### Problem details
Scan the listing for "throughout" and copy out each line that has it.

### Entries provided
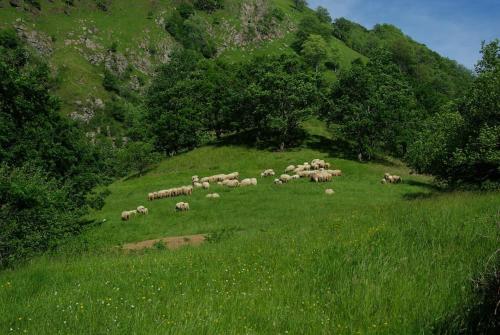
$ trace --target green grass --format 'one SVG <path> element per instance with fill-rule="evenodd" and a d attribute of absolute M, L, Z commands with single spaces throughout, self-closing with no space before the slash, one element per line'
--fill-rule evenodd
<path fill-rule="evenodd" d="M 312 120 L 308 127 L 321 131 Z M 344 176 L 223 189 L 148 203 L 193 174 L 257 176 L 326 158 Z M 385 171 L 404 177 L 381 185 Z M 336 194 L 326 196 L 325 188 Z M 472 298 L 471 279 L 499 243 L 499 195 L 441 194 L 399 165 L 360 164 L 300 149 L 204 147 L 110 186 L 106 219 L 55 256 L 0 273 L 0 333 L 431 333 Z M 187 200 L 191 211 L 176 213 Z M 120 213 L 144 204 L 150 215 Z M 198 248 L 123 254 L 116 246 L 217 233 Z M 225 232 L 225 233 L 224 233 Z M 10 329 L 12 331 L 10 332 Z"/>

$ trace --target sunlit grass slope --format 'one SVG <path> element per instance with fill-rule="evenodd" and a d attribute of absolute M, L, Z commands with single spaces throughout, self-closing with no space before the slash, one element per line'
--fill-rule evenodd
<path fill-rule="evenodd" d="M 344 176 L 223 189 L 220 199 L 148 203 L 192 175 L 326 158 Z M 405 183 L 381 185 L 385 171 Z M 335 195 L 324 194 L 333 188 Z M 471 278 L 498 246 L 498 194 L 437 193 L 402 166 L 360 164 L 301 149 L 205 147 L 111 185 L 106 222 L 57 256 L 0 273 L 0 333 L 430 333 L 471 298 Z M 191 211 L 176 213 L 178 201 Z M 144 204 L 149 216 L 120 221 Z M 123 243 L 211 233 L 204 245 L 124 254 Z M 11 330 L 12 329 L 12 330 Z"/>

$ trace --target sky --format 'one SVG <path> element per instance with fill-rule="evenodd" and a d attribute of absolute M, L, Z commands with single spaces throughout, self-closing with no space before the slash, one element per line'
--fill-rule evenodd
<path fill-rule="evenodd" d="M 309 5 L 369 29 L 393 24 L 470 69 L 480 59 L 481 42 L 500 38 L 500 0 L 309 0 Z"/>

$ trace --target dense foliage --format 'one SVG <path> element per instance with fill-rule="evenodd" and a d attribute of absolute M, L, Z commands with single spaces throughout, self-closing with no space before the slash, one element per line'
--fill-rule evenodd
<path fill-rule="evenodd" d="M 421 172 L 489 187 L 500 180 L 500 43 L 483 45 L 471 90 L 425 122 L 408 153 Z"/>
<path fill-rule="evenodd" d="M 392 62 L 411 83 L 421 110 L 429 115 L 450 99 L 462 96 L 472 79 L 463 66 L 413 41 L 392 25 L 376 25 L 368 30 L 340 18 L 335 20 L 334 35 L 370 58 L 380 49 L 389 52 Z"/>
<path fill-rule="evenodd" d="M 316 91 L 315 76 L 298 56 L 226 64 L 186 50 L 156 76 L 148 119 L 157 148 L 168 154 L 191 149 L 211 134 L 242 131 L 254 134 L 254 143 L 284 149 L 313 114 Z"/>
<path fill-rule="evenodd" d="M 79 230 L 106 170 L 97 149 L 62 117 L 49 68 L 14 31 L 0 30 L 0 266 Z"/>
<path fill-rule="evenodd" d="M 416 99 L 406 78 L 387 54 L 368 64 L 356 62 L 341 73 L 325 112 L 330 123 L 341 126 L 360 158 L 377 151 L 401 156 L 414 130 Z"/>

### Answer section
$ trace --target green grass --format 'one SVG <path> element per instance with fill-rule="evenodd" and a d attribute of absolute M, L, Z commands with single spaces throughout, self-closing with no space before the slash, one element per line'
$ trace --target sunlit grass slope --format 'one SVG <path> element per instance with fill-rule="evenodd" and a d attribute of absolute M, L, Z commands with single spaces throughout, self-closing with no space before the slash, one element per line'
$ trace --target sky --format 'one SVG <path> element per instance with fill-rule="evenodd" and a d attribute of absolute M, L, Z commands with single spaces throughout, self-closing with no space before the slash, one element per line'
$ trace --target dense foliage --format 'one SVG <path> element per instance with fill-rule="evenodd" and a d attribute of absolute M, L, Z commands with single spaces throughout, self-closing with no space before the slash, one element per line'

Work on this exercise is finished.